## TEXT UNDER STUDY
**********

James Carson Brevoort (July 10, 1818 – December 7, 1887) was an American collector of rare books and coins. He served as superintendent of the Astor Library for two years, also serving as trustee.

==Biography==
J. Carson Brevoort was born in Bloomingdale, Manhattan on July 10, 1818. He received his early education at home, in France, and at Hofwyl, near Berne, Switzerland. He then studied at the École Centrale des Arts et Manufactures in Paris, and was graduated with the diploma of a civil engineer.

On returning to the United States, he accompanied his uncle, James Renwick, one of the commissioners on the northeastern boundary survey. In 1838 he went abroad as private secretary to Washington Irving, U.S. Minister to Spain. After serving a year in this capacity, he spent several years in European travel, and returned home in 1843. Two years later he married the daughter of Judge Leffert Lefferts, of Brooklyn, where he afterward resided, serving on the board of education, and as one of the constructing board of water commissioners.

He became a regent of the University of New York in 1861, and the same year received the degree of LL.D. from Williams College. For ten years, beginning in 1863, he was president of the Long Island Historical Society. In 1868, he was elected a member of the American Antiquarian Society. For two years, March 1876 to February 1878, he was superintendent of the Astor Library in New York City, of which he had been a trustee since 1852. He oversaw the beginning of a card catalog for the Astor collection. He resigned as a trustee in September 1878. He was a member of the New York Historical Society, the Academy of Natural Sciences, the American Geographical Society, the Massachusetts Historical Society, the Pennsylvania Historical Society, and numerous other scientific, literary, and artistic associations, in which he was always actively involved.

**********

## PROVIDED MATERIAL
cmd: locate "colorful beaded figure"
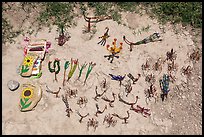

**********

## TASKS TO COMPLETE
a: Answer these questions about the Brevoort biography:
(i) At which school in Paris did Brevoort earn his civil engineering diploma?
(ii) In what year did he go abroad as private secretary to Washington Irving?
(iii) For how many years was he president of the Long Island Historical Society?
b: Please write the next part of the James Carson Brevoort biography, picking up after its last sentence.
The material comes from a different source than the text about James Carson Brevoort.

## RESULTS
a:
(i) The École Centrale des Arts et Manufactures
(ii) 1838
(iii) Ten years, beginning in 1863

b:
He was a collector of rare books and coins. From his father, Henry Brevoort, he inherited about 6,000 volumes, mostly Americana, which were collected in Europe during the turbulent years from 1810 until 1832. To this library, Brevoort made large additions, until in 1875 it comprised about 10,000 volumes, many of them very rare and costly. He also collected medals and manuscripts. About 1875 he began to bestow many of his treasures upon various institutions. His collections also embraced entomology and ichthyology (books and specimens). Brevoort removed, in early life, to Yonkers, but returned to New York and was a member of the Common Council for many years. Brevoort married Elizabeth Dorothea Lefferts in 1845, and they had one child, Henry L. Brevoort (1849-1895). In 1852, he moved to Rye.

He died at his home in Brooklyn on December 7, 1887.

His friend, the ichthyologist Theodore Nicholas Gill, honored Brevoort in the specific name of a fish, the hairfin lookdown (Selene brevoortii).

==Works==
He contributed to the American Journal of Numismatics a series of illustrated papers on "Early Spanish and Portuguese Coinage in America." In the Historical Magazine he published a paper on the discovery of the remains of Columbus, and in 1874 prepared a volume, printed privately, entitled Verrazano the Navigator, or Notes on Giovanni de Verrazano, and on a Planisphere of 1529, illustrating his American Voyage in 1524, this being a revision and expansion of a paper read before the American Geographical Society, November 28, 1871.